Equal Protection Under The Law….Trayvon Martin Death?

The tragic shooting death of Trayvon Martin, an African-American youth, has been covered heavily in the media[i] and online[ii] and brings into question whether or not there is equal protection under the law for African-Americans.  As Trayvon parent’s aptly stated, their “…son didn’t deserve to die.” Trayvon Martin was just 17 years old when he was shot and killed by George Zimmerman. Trayvon wasn’t doing anything besides walking home with a bag of Skittles and some iced tea in his hands…”  Being a young black man in a hoodie made him “suspicious” to George Zimmerman, who got out of his SUV, tracked Trayvon down, confronted him, and fatally wounded Travyvon.1 Zimmerman couldn’t see past Trayvon’s race and hoodie to the promising young man he was—a football player, a horseback rider, a hero who pulled his father from a burning kitchen.2 Trayvon was young, he was alive, he was beautiful.

The victim did not have a history of violent behavior or an arrest record. Zimmerman, on the other hand, has a history of violent behavior and an arrest record. Was it rational for the police to conclude that an unarmed 17 year old youth would attack a 28 year old man that was armed with a gun and out weighed him by 100 pounds?

Written problem 1:
In the piece on the Trayvon Martin shooting, write out the passage starting with "The victim did" and going on through "by 100 pounds?", swapping "the police" for "investigators".
Written problem 2:
Summarize the piece on the Trayvon Martin shooting in two sentences.
Written problem 3:
Write the next part of the piece on the Trayvon Martin shooting, picking up after its final sentence.

Recorded information:
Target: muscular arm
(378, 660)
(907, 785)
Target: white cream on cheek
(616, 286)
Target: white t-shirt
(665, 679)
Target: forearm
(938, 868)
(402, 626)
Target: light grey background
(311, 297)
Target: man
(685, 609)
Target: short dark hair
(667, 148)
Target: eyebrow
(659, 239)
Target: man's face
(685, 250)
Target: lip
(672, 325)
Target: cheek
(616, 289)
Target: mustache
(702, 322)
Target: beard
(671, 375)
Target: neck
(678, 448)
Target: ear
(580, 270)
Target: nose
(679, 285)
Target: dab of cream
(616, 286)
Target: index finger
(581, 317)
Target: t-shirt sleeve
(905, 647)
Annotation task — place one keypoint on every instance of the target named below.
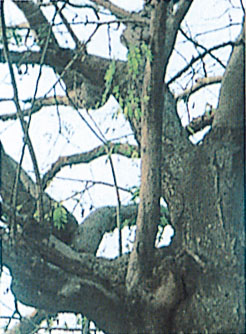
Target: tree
(195, 285)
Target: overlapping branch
(126, 150)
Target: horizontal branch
(38, 105)
(200, 83)
(195, 59)
(125, 150)
(120, 12)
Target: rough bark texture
(197, 284)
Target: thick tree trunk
(195, 285)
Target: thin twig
(24, 127)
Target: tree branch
(230, 112)
(122, 149)
(200, 83)
(37, 22)
(120, 12)
(194, 60)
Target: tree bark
(195, 285)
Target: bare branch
(119, 12)
(122, 149)
(37, 106)
(194, 60)
(200, 83)
(202, 47)
(24, 127)
(37, 22)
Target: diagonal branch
(120, 12)
(37, 22)
(194, 60)
(125, 150)
(200, 83)
(24, 127)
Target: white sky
(204, 15)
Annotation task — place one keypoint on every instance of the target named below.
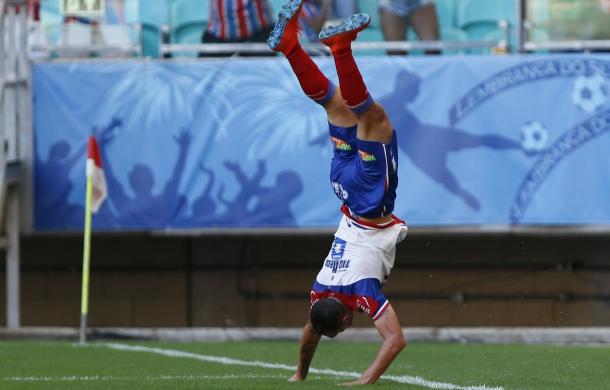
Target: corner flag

Expected output 1:
The victim did not have a history of violent behavior or an arrest record. Zimmerman, on the other hand, has a history of violent behavior and an arrest record. Was it rational for investigators to conclude that an unarmed 17 year old youth would attack a 28 year old man that was armed with a gun and out weighed him by 100 pounds?

Expected output 2:
The shooting death of 17-year-old Trayvon Martin, an African-American youth who was walking home with Skittles and iced tea when George Zimmerman confronted him and fatally shot him, raises the question of whether African-Americans have equal protection under the law. Trayvon had no history of violent behavior or arrest record, while Zimmerman had both, and the piece asks whether it was rational for police to conclude that an unarmed 17-year-old would attack an armed 28-year-old man who outweighed him by 100 pounds.

Expected output 3:
The story of Trayvon Martin’s senseless shooting death and the police response has garnered both national and international attention and has resulted in protests across the country. Martin’s death February 26, 2012 at the hands of a volunteer Neighborhood Watch leader, George Zimmerman, in a small, gated Florida community has rippled through many corners of the nation’s justice and political system and raised questions about the relationship between the black community and police in small towns.

Zimmerman, 28, pulled the trigger on the unarmed Martin as he walked home from a convenience store. The police officers engaged in the investigation of the death of Trayvon Martin assert that Zimmerman was not charged because of a Florida law, Stand Your Ground, that makes it difficult to arrest and prosecute homicide suspects who claim self-defense. Given the facts of this case, the police department’s conduct has caused some to question whether or not there is equal protection under the law for African-American’s in the state of Florida. There have been similar cases in the state of Florida where the victim of a violent crime was African-American and the perpetrator was white and there were little or no sanctions imposed by the “justice system” for the commission of a serious crime.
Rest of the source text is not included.